■ **TEXTO DE ORIGEN**
Lleno o vacío
¿Está lleno o está vacío? El tema puede ser variable (el Espacio, el Universo, el Mundo, el Espíritu, etc.), pero la pregunta sigue siendo ésta, y de hecho la pregunta puede resultar una clave útil para comprender conflictos antiguos, tal vez eternos, que parecen existir incluso fuera de la esfera cultural europea, o más bien eurocéntrica, a la que los occidentales solemos reducir las raíces de toda creación del pensamiento humano, desde la Filosofía, al Teatro, a la Democracia, pasando, por supuesto, por la Ciencia. Incluso las doctrinas orientales se distinguen por la respuesta final a «¡No es esto, no es aquello!». Tras descartar todas las ilusiones, ¿qué queda, el Vacío Contemplativo, o la plena Conciencia Universal? ¿Existe el Testigo último (y entonces hablamos de religión), o no existe (y entonces hablamos de Filosofía)? (Que los devotos no se resientan de esta brutal simplificación).
Plenitud aristotélica y vacío de Demócrito
Expresado desde una perspectiva occidental, se trata de la misma polarización que podemos observar entre la cosmovisión de Aristóteles (siglo IV a.C.) y la cosmovisión atomista de Demócrito y Leucipo (siglos V-IV a.C.).
El universo aristotélico se divide en dos partes: el mundo terrestre, por debajo de la Luna, se compone de los cuatro elementos fundamentales, aire, agua, tierra y fuego, mezclados de forma diversa. Está sujeto a la corrupción y animado por movimientos rectilíneos, hacia abajo como el agua y la tierra, o hacia arriba como el fuego. Movimientos naturales, por tanto, dotados de un principio y un fin, y motivados por el deseo intrínseco de los elementos de volver a su «lugar natural»: el centro de la Tierra para el agua y la tierra, los altos cielos para el fuego. El aire ya está en su lugar natural y, por tanto, no tiende ni a bajar ni a subir. Por encima del cielo de la Luna, los cuerpos están compuestos de un único material, el Éter, quintaesencia incorruptible, y están animados por movimientos circulares, eternos y sin principio ni fin. En el contexto aristotélico, la expresión «espacio vacío» carece sencillamente de sentido. El espacio es la extensión misma de los cuerpos, ya estén compuestos de aire, agua, tierra, fuego o incluso éter. Aristóteles llega incluso a demostrar la imposibilidad del movimiento en el vacío, donde un cuerpo no encontraría ningún espacio nuevo en el que situarse.

■ **INTÉNTELO USTED**
Transcriba sin cambios el fragmento del texto sobre lo lleno y el vacío que se inicia con las palabras que contienen «Plenitud aristotélica y» y concluye con «(siglos V-IV a.C.).».

■ **EXTRACTOS DE DATOS**
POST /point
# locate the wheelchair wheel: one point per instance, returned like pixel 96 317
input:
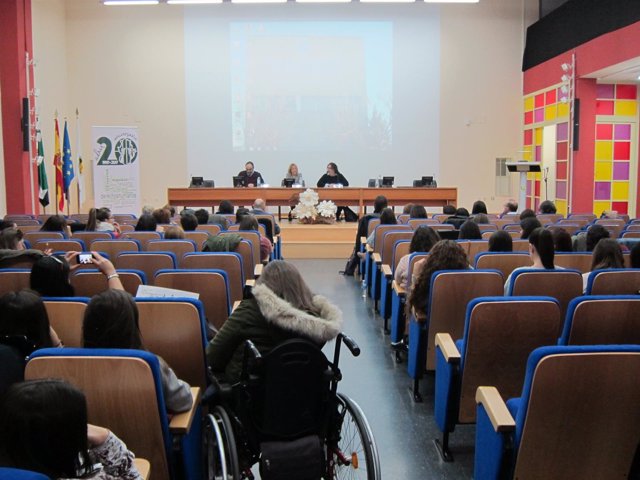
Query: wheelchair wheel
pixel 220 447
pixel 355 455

...

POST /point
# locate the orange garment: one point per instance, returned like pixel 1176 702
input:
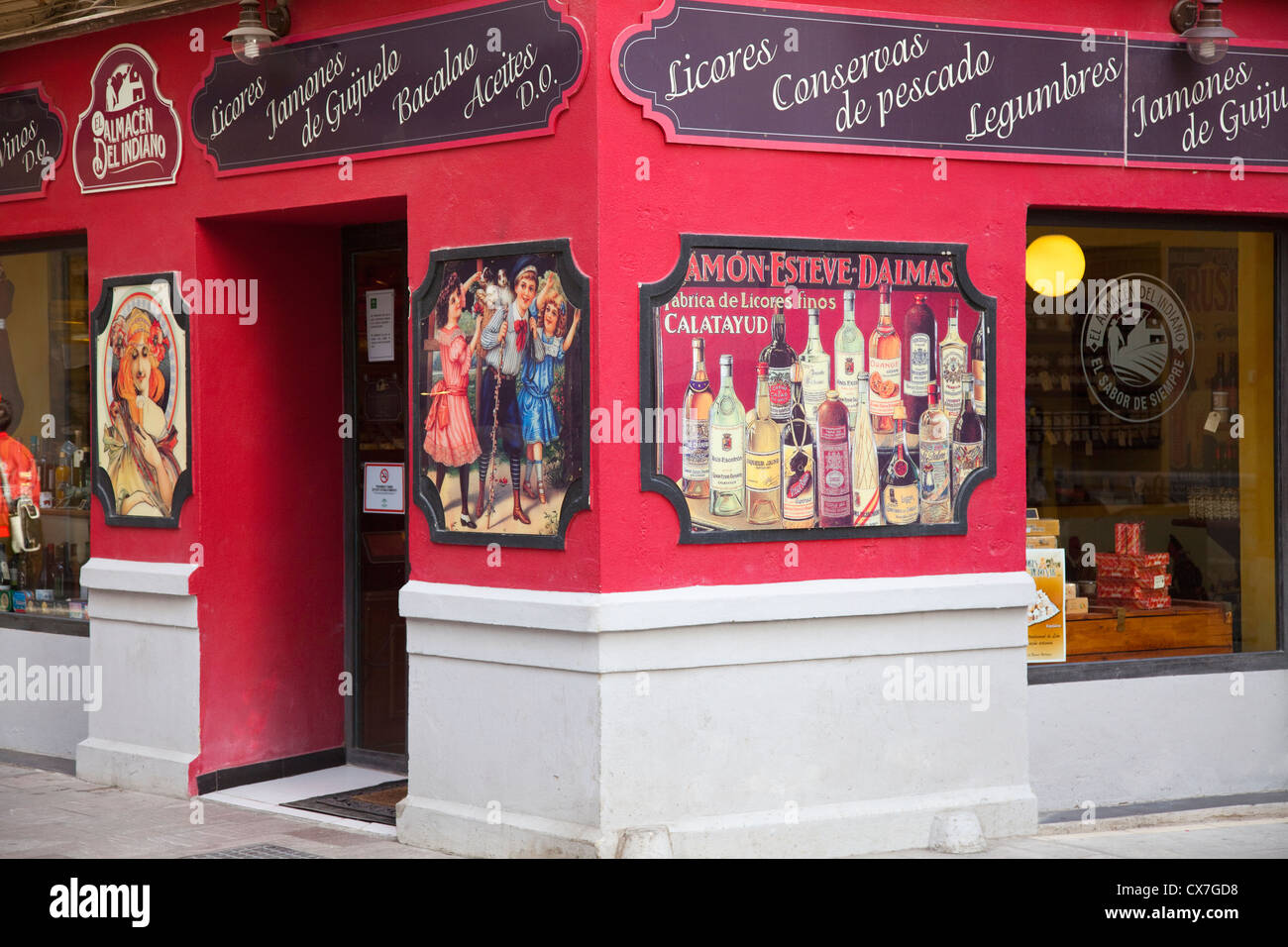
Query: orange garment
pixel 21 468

* * *

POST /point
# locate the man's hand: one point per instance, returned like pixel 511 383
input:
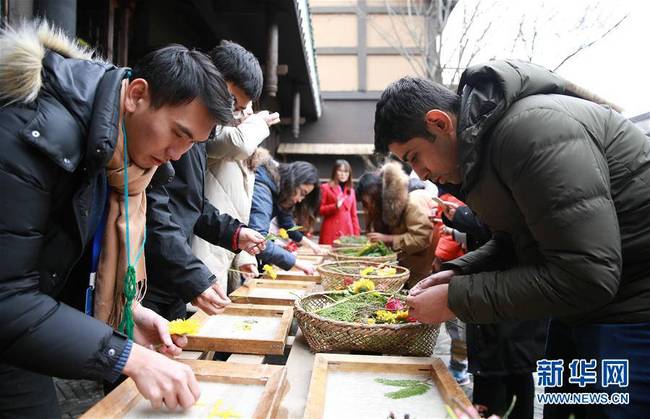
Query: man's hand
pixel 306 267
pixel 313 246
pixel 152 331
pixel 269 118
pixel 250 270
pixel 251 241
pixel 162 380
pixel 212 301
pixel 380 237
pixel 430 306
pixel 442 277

■ **SOLUCIÓN A CONTINUACIÓN**
Plenitud aristotélica y vacío de Demócrito
Expresado desde una perspectiva occidental, se trata de la misma polarización que podemos observar entre la cosmovisión de Aristóteles (siglo IV a.C.) y la cosmovisión atomista de Demócrito y Leucipo (siglos V-IV a.C.).